--- PROBLEM STATEMENT ---
Write every line below out again exactly, images omitted.

+-------+

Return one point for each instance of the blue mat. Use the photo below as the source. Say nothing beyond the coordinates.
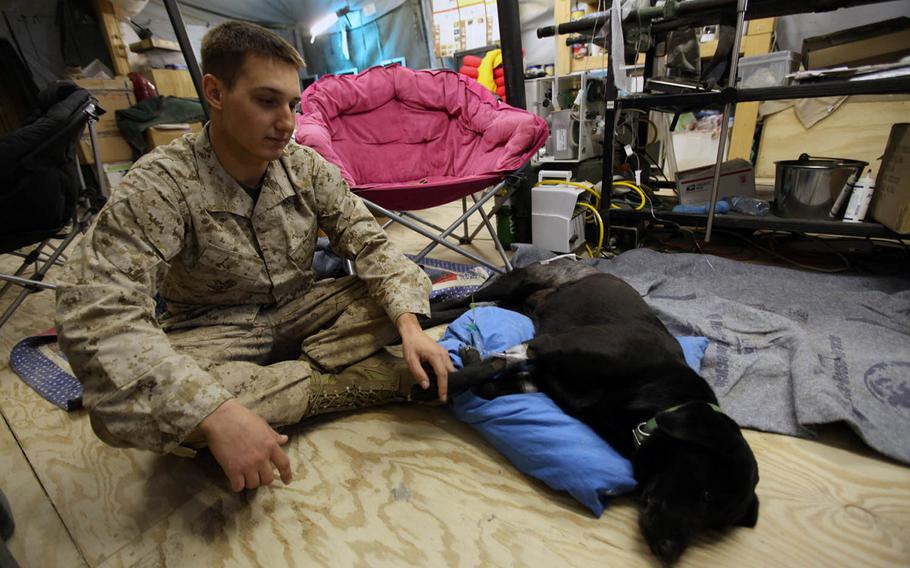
(40, 365)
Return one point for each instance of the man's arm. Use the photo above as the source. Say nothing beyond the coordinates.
(139, 391)
(397, 284)
(420, 348)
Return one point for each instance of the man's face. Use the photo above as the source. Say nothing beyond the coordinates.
(257, 113)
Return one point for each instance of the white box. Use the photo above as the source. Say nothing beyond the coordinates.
(767, 70)
(736, 178)
(555, 225)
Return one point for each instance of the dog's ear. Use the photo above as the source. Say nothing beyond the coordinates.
(700, 424)
(750, 517)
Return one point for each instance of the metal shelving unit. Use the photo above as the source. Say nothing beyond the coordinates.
(675, 15)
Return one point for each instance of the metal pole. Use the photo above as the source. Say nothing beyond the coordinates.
(722, 143)
(173, 13)
(510, 38)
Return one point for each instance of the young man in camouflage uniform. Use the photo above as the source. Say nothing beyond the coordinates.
(223, 225)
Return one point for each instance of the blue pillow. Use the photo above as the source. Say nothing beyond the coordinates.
(529, 429)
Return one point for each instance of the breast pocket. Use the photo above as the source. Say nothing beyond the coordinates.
(302, 248)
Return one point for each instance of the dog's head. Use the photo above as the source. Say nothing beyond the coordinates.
(696, 472)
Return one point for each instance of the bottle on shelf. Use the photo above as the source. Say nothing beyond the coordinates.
(859, 201)
(843, 196)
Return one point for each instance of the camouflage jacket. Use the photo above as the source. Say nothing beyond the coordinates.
(179, 225)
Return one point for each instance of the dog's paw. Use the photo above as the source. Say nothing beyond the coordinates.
(469, 355)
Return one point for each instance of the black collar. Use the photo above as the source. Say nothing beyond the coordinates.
(643, 431)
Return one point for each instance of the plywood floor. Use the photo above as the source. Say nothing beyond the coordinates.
(402, 485)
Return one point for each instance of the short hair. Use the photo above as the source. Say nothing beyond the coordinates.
(225, 47)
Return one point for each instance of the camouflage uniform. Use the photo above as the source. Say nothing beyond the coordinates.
(244, 317)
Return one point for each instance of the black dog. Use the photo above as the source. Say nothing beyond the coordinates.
(604, 357)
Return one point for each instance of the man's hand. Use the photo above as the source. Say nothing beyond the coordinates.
(420, 348)
(245, 446)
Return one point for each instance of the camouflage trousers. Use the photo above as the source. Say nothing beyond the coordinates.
(319, 353)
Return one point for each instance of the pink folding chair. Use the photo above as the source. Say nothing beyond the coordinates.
(408, 140)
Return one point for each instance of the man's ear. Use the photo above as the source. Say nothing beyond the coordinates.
(213, 89)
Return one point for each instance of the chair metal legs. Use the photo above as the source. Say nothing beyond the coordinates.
(35, 283)
(411, 221)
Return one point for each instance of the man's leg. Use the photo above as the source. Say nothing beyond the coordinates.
(335, 325)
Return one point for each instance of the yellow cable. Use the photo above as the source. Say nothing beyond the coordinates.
(587, 188)
(600, 224)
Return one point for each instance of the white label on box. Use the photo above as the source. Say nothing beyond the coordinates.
(562, 142)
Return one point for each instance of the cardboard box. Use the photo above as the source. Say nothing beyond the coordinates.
(736, 178)
(173, 82)
(167, 133)
(881, 42)
(891, 200)
(112, 95)
(113, 148)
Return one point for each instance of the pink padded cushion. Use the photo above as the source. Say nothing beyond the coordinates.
(394, 128)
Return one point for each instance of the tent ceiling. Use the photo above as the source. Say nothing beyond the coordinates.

+-------+

--- YOUR SOLUTION ---
Return one point for each instance of the blue mat. Use the photo below as the source. Say nothing beyond the coordinates.
(40, 365)
Return one point for each instance of the man's arm. Use the photo above as the source. Say nothing beyond the coordinates.
(139, 391)
(397, 284)
(420, 348)
Return one point for each instance of the man's face. Use the photo above as the source. Say nothing beyond the coordinates.
(257, 113)
Return one point for each instance of the white box. Use the photo above as the source. Say nothing beyond the coordinates.
(767, 70)
(736, 178)
(555, 225)
Return one point for each instance of the dog's ear. Use the photo above as the source. Say nothing beyond the coordinates.
(700, 424)
(750, 517)
Return one point for each instance of the metal shelving unit. Use the photo above as the source. Say nothing beyond the coordinates.
(675, 15)
Return one point for each instance of the metal pole. Use the photo above as the source. Say nothing beyond the coordinates.
(722, 143)
(173, 13)
(510, 38)
Return one point for each instance of the young man in camouflage uniform. Use the photo above as the source. Say nothing beyond the coordinates.
(223, 225)
Return one point for each instance of the blue pillow. Use the photo above as the source. Say nothing beyond the coordinates.
(529, 429)
Return one point for each instance of the breast pocket. Use the photo above as the source. Say nothing beyond the coordinates.
(302, 248)
Return one point for each instance of the dog's head. Use the photo above as the source. Say nothing beyond the coordinates.
(696, 472)
Return one point for each instance of the bottle on shelf. Use the photo above as the source. Say nothing beyond the coordinates.
(859, 201)
(843, 196)
Return one point for each instance of the camouflage jacket. Use the photo above as the source. Say nothing beyond the coordinates.
(179, 225)
Return one point for each instance of the dog's paw. Use the photo above as the source. Say nothing beyond the coordinates.
(469, 355)
Return one point for each instance of the black collar. Use the photo above as the source. Say nothing beyond the coordinates.
(643, 431)
Return one point for each instance of the plywood floor. Use the photo above as the source. Say nothing beyond the coordinates.
(402, 485)
Return one point for each instance of the short hair. Use the photo above as the source. Say nothing beyond the coordinates.
(225, 47)
Return one point for each instance of the camouflage uniform. Use the photo above as the source. Say nothing beyond the coordinates.
(244, 317)
Return one point for each instance of the black dog. Use the photo above as the source. Say nothing beyond the coordinates.
(604, 357)
Return one point for each instance of the man's hand. Use the photo above as the source. Say nothing beyond the coordinates.
(420, 348)
(245, 446)
Return one point for each instance of the camouflage trousers. Use the photo above as the source. Say nothing beyond the coordinates.
(319, 353)
Return one point for each instance of the pink folding chair. Use the photo above as the source. Say nothing beyond the coordinates.
(408, 140)
Return one point for each instance of the man's ear. Use the photo above as the source. Say nothing beyond the coordinates.
(213, 89)
Return one point for each instance of the chair metal legs. Use the photo above as the source. Say nothing beyond the coordinates.
(35, 283)
(411, 221)
Return one point for each instance of the man's leg. Use the photo above as the source. Say nothing beyond the coordinates.
(335, 325)
Return one point for each instance of the yellow cable. Use the photo above as the source. Say nothing beyond the coordinates.
(587, 188)
(600, 224)
Return one point for each instance of the white label on box. Use the photo above as the source. Say nothing beyond the coordinates.
(562, 142)
Return one point for each instance of the cardboard box. Use the photo above as the source. Say nothing beyond the coordinates.
(736, 178)
(173, 82)
(167, 133)
(881, 42)
(891, 200)
(112, 95)
(113, 148)
Return one point for each instance of the pink padded cushion. Use the photo above as the source. Say nothing beyond the coordinates.
(394, 128)
Return one point for each instance of the tent ceiling. Use the photo above as the source. Say nothing beyond the coordinates.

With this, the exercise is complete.